> **TEXT BLOCK**
= Natural-gas condensate =

Low-density mixture of hydrocarbon liquids

Natural-gas condensate, also called natural-gas liquids, is a low-density mixture of hydrocarbon liquids that are present as gaseous components in the raw natural gas produced from many natural-gas fields. Some gas species within the raw natural gas will condense to a liquid state if the temperature is reduced to below the hydrocarbon dew point temperature at a set pressure.

The natural-gas condensate is also called condensate, or gas condensate, or sometimes natural gasoline because it contains hydrocarbons within the gasoline boiling range, and is also referred to by the shortened name condy by many workers on gas installations. Raw natural gas used to create condensate may come from any type of gas well such as:

- Crude oil wells: Natural gas that comes from crude oil wells is typically called associated gas. This gas could exist as a separate gas cap above the crude oil in the underground reservoir or could be dissolved in the crude oil, ultimately coming out of solution as the pressure is reduced during production. Condensate produced from oil wells is often referred to as lease condensate.
- Dry gas wells: These wells typically produce only raw natural gas that contains no condensate with little-to-no crude oil and are called non-associated gas. Condensate from dry gas is extracted at gas-processing plants and is often called plant condensate.
- Condensate wells: These wells typically produce raw natural gas along with natural-gas liquid with little-to-no crude oil and are called non-associated gas. Such raw natural gas is often referred to as wet gas.

==Composition==
There are many condensate sources, and each has its own unique gas-condensate composition. In general, gas condensate has a specific gravity ranging from 0.5 to 0.8, and is composed of hydrocarbons such as propane, butane, pentane, and hexane. Natural-gas compounds with more than four carbon atoms exist as liquids at ambient temperatures and pressures. Propane, butane, and isobutane are liquid at normal temperatures only under pressure. Additionally, condensate may contain:

- Heavier straight-chain alkanes having from 7 to 12 carbon atoms (denoted as C7 to C12)
- Hydrogen sulfide (H2S)
- Thiols, traditionally also called mercaptans (denoted as RSH, where R is an organic group such as methyl, ethyl, etc.)
- Carbon dioxide
- Cyclohexane and perhaps other naphthenes
- BTX (Aromatics such as benzene, toluene, xylenes, and ethylbenzene)

==Separating from raw natural gas==

Schematic flow diagram of the separation of condensate from raw natural gas

There are hundreds of different equipment configurations to separate natural-gas condensate from raw natural gas. The schematic flow diagram to the right depicts just one of the possible configurations.

> **INSTRUCTIONS TO FOLLOW**
From the natural-gas condensate article, list every substance or group of substances that it says condensate may additionally contain.

> **RECORD EXTRACTS**
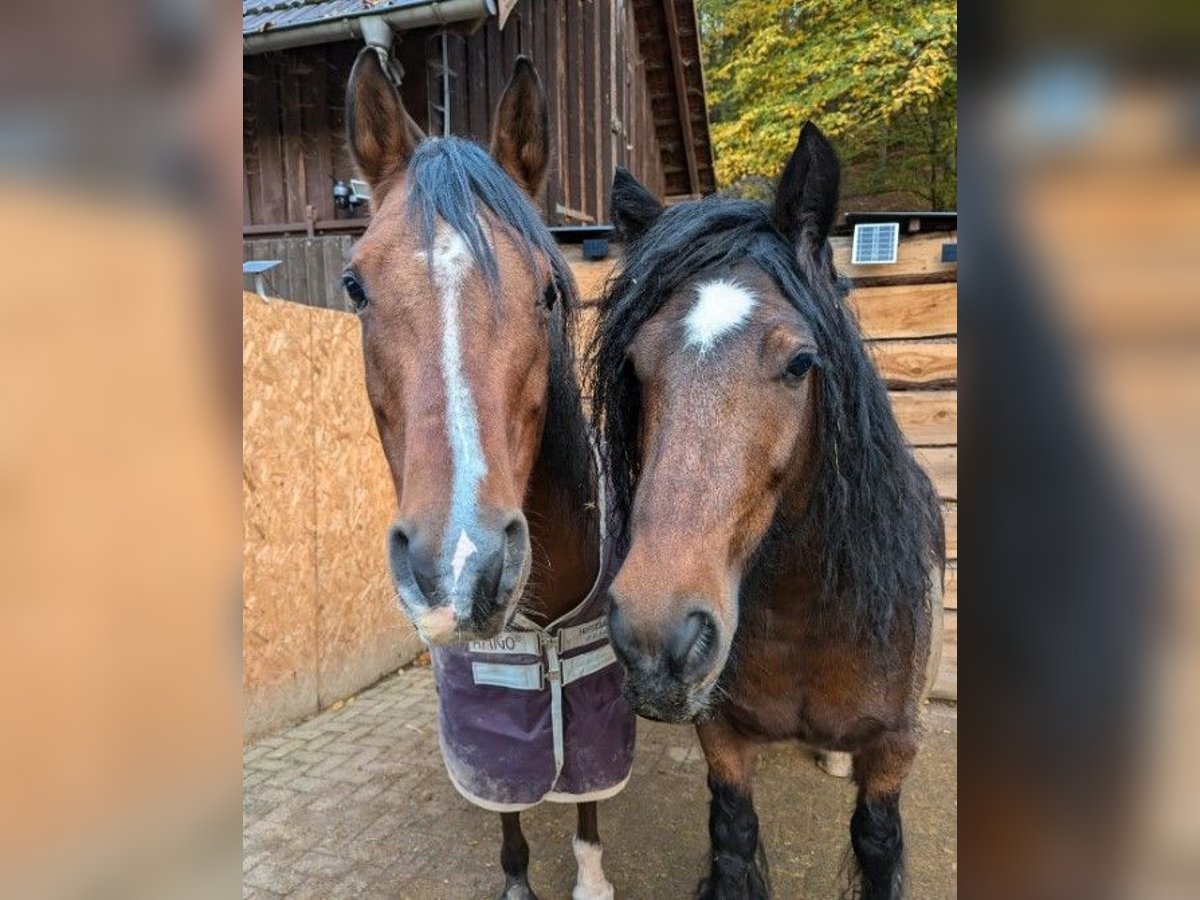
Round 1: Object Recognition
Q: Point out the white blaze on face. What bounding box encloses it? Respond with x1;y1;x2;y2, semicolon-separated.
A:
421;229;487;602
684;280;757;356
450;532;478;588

---

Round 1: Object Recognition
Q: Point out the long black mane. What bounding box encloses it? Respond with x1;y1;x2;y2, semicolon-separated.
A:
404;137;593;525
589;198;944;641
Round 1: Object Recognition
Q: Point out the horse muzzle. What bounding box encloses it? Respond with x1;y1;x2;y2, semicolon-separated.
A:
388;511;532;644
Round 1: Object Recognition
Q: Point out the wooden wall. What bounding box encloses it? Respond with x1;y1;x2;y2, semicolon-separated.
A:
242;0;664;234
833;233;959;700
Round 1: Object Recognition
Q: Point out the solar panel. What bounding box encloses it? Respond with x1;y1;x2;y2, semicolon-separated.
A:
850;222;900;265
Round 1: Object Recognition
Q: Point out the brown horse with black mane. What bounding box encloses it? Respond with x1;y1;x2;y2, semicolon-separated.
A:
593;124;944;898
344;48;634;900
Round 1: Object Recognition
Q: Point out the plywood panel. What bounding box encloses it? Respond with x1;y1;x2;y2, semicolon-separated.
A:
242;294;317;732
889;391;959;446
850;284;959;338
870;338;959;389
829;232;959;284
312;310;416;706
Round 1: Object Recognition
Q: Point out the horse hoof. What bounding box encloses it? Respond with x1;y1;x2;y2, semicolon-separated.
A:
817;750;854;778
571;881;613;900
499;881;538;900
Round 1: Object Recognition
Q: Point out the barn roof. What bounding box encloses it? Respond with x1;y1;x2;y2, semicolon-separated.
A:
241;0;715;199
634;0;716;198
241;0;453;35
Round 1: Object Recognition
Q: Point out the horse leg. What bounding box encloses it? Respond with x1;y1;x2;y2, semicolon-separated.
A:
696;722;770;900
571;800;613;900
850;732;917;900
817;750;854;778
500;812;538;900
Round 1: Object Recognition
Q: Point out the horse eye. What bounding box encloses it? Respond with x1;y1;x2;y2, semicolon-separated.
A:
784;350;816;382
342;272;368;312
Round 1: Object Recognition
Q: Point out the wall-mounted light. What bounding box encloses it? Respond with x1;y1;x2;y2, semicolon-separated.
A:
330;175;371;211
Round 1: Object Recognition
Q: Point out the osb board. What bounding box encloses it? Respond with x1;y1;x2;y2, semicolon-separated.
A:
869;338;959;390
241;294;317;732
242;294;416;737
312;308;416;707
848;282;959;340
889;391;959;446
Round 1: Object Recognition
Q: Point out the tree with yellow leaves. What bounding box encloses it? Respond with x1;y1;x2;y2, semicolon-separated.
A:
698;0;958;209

> **OUTPUT FOR THIS TASK**
- Heavier straight-chain alkanes with 7 to 12 carbon atoms (C7 to C12)
- Hydrogen sulfide (H2S)
- Thiols, also called mercaptans (RSH)
- Carbon dioxide
- Cyclohexane and perhaps other naphthenes
- BTX (aromatics such as benzene, toluene, xylenes, and ethylbenzene)